European stocks slip in face of mixed signals for global economy

European stocks slipped as uncertainty weighed on the travel industry and sluggish Chinese economic data suppressed hopes for a quick economic recovery.

The continent-wide Euro Stoxx 600 fell 0.7 per cent on Friday in early trading. London’s FTSE 100 shed 0.8 per cent and the CAC 40 in Paris dropped 0.9 per cent, while the fall for Frankfurt’s Xetra Dax was milder.

Travel companies were some of Europe’s biggest losers following the UK’s decision late on Thursday to make returning travellers from France and the Netherlands quarantine for 14 days, with Paris to follow suit with reciprocal requirements. Shares in Tui and easyJet fell more than 5 per cent, while those in Ryanair and British Airways parent IAG dropped by about 3 per cent.

S&P 500 futures rose 0.3 per cent, which would inch the US benchmark equities index closer towards its all-time intraday high.

* **Provided material**:
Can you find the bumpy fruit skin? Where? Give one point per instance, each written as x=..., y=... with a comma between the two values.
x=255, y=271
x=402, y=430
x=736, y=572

* **Exercise goal**: In the European stocks article, travelers returning from which two countries must now quarantine for 14 days under the UK's decision?

* **Your solution**: France and the Netherlands.